◆ 課題一覧:
A: クレジットカード滞納のリスクに関する文章によると、一般的にどのくらいの期間滞納を続けるとカードが強制解約されますか。
B: クレジットカード滞納のリスクに関する文章を、最後の文の次から書き継いでください。

◆ 提供テキスト:
═══
クレジットカードの支払いを滞納したときに生じる6つのリスク

まずは、クレジットカードの支払いを滞納すると何が起こるのかを確認しておきましょう。

クレジットカードの滞納によるリスクは以下の6つですが、滞納を放置すればするほど大きなリスクを背負ってしまうことに注意してください。

(1)引き落としができなくなる

クレジットカードの利用代金を滞納すると、カードは一時利用停止となります。
早ければ支払期日の翌日、遅くとも数日以内には利用停止となるのが通常です。

利用停止となると、買い物の際にクレジットカードを提示しても決済されないだけでなく、そのカードによる引き落としもできなくなります。

そのため、公共料金をはじめとして、さまざまな支払いを滞納してしまう可能性があります。

(2)遅延損害金がかかる

クレジットカードの支払いが遅れると、1日ごとに遅延損害金がかかります。

遅延損害金の利率は、ショッピング利用分については年14.6%、キャッシング利用分については年20%程度に設定されているのが一般的です。

例えば、利用残高50万円で遅延損害金利率が20%の場合、1か月(30日)滞納すると8,219円もの遅延損害金がかかります

そのため、滞納は早めに解消しなければ、返済が厳しくなる一方となってしまいます。

(3)カードが強制解約される

クレジットカードの滞納を続けていると、やがてそのカードは強制解約されます。

どのくらいの期間滞納を続けると強制解約されるのかはカード会社によって異なりますが、おおよそ2か月滞納を続けると強制解約されるのが一般的です。

強制解約になると、同じ会社のカードや系列会社のカードは二度と作ることができません。

(4)新たなカードの作成やキャッシングもできなくなる

カードを強制解約される段階になると、いわゆるブラックリストに登録されてしまいます。

ブラックリストとは、個人信用情報機関に滞納などの事実が事故情報として登録された状態のことをいいます。

ブラックリストに登録されると、金融機関から「返済能力なし」と判断されるため、他社も含めてクレジットカードの作成やキャッシングが5年~10年はできなくなってしまいます。

(5)一括返済を請求される

滞納を続けていると、利用残高の一括返済を請求されるようになります。

通常の債務者には、決められた期限までは残高を払わなくてよいという「期限の利益」があるので、クレジットカードを滞納しても当初は滞納した分と遅延損害金の支払いを請求されるだけです。

しかし、滞納が長期化すると期限の利益を失ってしまうため、残高を一括で返済しなければならなくなるのです。

こうなると、全額を一括で返済しない限り、滞納を解消することはできなくなってしまいます。

一括返済を請求されるまでの期間もクレジットカード会社ごとの利用規約によって異なりますが、2~3か月程度とされているのが一般的です。

(6)財産を差し押さえられる

一括返済の請求を受けても滞納を放置していると、最終的には財産を差し押さえられることになります。

ただし、いきなり差し押さえられるわけではなく、まずは裁判所から「訴状」または「支払督促」といった書類が届きます。

これらの書類を放置していると、「判決」または「支払督促」が法的に確定してしまい、債権者であるクレジットカード会社は強制執行(財産差押え)の手続きができるようになります。

強制執行の手続きがとられると、通常、給与や銀行口座が差押えられます。
═══
◆ データ項目:
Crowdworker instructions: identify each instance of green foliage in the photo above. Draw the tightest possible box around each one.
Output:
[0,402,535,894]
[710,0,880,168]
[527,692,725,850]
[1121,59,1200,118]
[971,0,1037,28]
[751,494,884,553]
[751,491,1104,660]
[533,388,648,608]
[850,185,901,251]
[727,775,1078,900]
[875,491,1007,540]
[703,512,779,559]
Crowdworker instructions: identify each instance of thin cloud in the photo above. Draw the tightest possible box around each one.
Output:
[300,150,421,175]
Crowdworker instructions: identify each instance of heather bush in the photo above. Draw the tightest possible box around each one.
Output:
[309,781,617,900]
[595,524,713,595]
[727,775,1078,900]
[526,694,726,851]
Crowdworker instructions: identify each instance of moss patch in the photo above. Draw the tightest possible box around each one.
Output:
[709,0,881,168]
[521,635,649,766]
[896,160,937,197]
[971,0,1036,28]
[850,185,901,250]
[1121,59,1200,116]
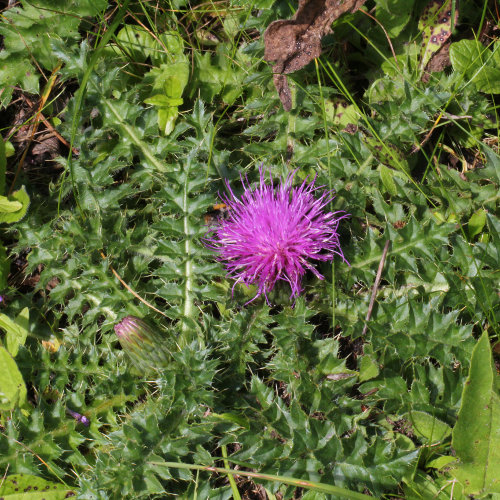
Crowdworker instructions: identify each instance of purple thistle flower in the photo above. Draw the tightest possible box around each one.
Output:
[205,167,348,303]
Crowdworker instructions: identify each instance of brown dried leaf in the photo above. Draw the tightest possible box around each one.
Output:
[264,0,366,111]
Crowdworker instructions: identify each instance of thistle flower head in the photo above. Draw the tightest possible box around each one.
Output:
[114,316,169,372]
[205,167,348,302]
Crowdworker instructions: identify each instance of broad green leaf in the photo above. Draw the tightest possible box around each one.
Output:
[0,474,75,500]
[379,164,398,196]
[0,307,29,358]
[116,24,152,63]
[451,331,500,495]
[0,196,23,214]
[418,0,458,68]
[409,411,451,443]
[450,40,500,94]
[0,186,30,223]
[0,346,27,410]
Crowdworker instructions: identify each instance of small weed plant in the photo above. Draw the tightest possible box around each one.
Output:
[0,0,500,500]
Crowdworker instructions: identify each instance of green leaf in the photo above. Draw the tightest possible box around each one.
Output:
[451,331,500,495]
[467,208,487,239]
[0,186,30,223]
[0,474,75,500]
[0,244,10,293]
[0,307,29,358]
[409,411,451,443]
[0,346,27,410]
[379,164,398,196]
[450,40,500,94]
[0,196,23,214]
[359,356,380,383]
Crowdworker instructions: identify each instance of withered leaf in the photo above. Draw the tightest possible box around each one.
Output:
[264,0,366,111]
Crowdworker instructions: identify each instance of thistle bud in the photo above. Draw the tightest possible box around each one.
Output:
[115,316,169,373]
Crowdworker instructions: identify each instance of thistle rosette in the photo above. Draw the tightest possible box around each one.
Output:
[114,316,170,372]
[205,167,348,303]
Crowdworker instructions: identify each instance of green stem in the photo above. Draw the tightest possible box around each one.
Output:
[221,444,241,500]
[148,462,375,500]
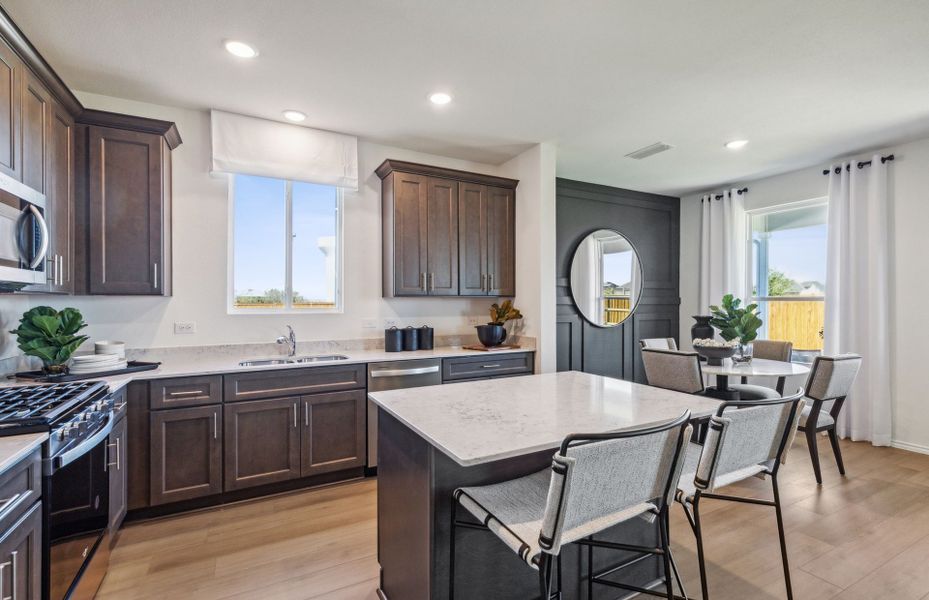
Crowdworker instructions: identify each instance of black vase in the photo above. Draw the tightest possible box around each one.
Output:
[474,323,506,348]
[690,315,716,340]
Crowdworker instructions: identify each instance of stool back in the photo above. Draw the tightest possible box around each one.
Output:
[539,411,691,554]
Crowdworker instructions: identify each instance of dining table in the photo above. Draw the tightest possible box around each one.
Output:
[701,358,810,400]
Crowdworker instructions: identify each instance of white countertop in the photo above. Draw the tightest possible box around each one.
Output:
[0,433,48,473]
[368,371,719,467]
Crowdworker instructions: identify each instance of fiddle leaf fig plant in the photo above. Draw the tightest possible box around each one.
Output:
[10,306,88,373]
[490,300,523,325]
[710,294,762,344]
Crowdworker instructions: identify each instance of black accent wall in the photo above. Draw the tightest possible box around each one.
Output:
[556,178,681,383]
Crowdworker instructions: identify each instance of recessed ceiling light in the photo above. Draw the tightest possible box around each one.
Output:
[429,92,452,106]
[284,110,306,123]
[223,40,258,58]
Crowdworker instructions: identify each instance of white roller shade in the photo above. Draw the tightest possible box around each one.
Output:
[210,110,358,190]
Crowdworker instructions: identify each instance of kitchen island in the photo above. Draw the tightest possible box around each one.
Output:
[369,371,719,600]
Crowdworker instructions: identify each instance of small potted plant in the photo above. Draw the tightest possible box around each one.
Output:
[710,294,762,363]
[10,306,87,376]
[475,300,523,348]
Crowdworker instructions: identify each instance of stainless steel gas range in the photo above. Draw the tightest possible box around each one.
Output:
[0,382,117,600]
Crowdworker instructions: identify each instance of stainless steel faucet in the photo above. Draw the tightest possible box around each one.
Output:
[277,325,297,356]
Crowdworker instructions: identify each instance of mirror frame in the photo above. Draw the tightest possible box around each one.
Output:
[568,227,645,329]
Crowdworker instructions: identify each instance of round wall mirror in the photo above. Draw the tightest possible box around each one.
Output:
═══
◆ 課題別の結果:
A: おおよそ2か月です。

B:
給与が差し押さえられると、毎月の給与のうち原則として4分の1が差し引かれます。
銀行口座が差し押さえられると、カードの利用残高に達するまで口座残高からお金が差し引かれます。

いずれにしても、予定していたお金が手に入らなくなり、生活に困ってしまうことになる可能性が高いでしょう。

また、家や自動車などを所有している場合は、それらの財産が差し押さえられることもあります。

2、クレジットカードの滞納はいつまでに解消すればセーフ?

クレジットカードの滞納はいつまでに解消すればセーフ?

カードの強制解約やブラックリストへの登録、財産差押えなど、クレジットカードの滞納には大きなリスクが伴っています。

では、いつまでに滞納を解消すれば、これらのデメリットを回避できるのでしょうか。

(1)1か月以上の滞納が続くと危険!

滞納しても、すぐに支払えば問題はありません。デメリットは遅れた日数分の遅延損害金がかかるだけです。

しかし、1か月以上滞納を続けるのは危険です。早いところでは滞納1か月で強制解約となるカード会社もあります。

したがって、滞納したまま次の返済日を迎えることは、できる限り避けましょう。

なお、1か月未満の滞納であっても、何度も繰り返すとブラックリストに登録される可能性があります。
そのため、たとえ「うっかり」であっても滞納を繰り返さないことも大切です。

(2)2か月以上の滞納は完全にアウト!

先ほどもご説明したように滞納が2か月以上続くと、カードの強制解約だけでなく、一括返済の請求やブラックリストに登録される可能性が高くなってきます。

ブラックリストに登録されるまでの期間もカード会社によって異なりますが、「61日以上の滞納」がブラック情報として扱われますので、2か月以上の滞納は避けるべきです。

(3)3か月以上の滞納が続くと一括返済を請求されます。

滞納してから3か月が経過すると、ほとんどのクレジットカード会社は一括返済を請求してきます。

この段階までくると、分割払いなどの相談に応じてもらうことは難しくなります。
利用残高を一括で返済しなければ、裁判を起こされて給与や銀行口座を差し押さえられる可能性が高くなります。

早いところでは、滞納から2か月でこの段階にまで至ってしまいます。

したがって、滞納を解消するまでのタイムリミットは「2~3か月」と考えるべきです

3、クレジットカードの滞納は放っておけば時効でなくなる?

クレジットカードの滞納は放っておけば時効でなくなる?

クレジットカード代金の支払い義務は、5年間請求されなければ時効でなくなります。

たった5年で支払い義務がなくなるのなら、時効狙いで放置しようと考える人がいますが、これはおすすめできません。なぜなら、クレジットカード会社も時効の完成を阻止する手段をきちんと取ってくるからです。

まず、クレジットカード会社からの電話や郵便で支払い催促を受けると、そのときから6か月間は時効期間の進行が停止します。

そして、裁判を起こされると時効が更新されます。時効の更新とは、それまで進行してきた時効期間がゼロとなり、改めて一から時効期間がスタートすることをいいます。

更新後の時効期間は、判決や支払督促が確定してから10年間に伸長されます。

「5年間、身を隠しておけば大丈夫では?」と思われるかもしれませんが、それも非常に難しいことです。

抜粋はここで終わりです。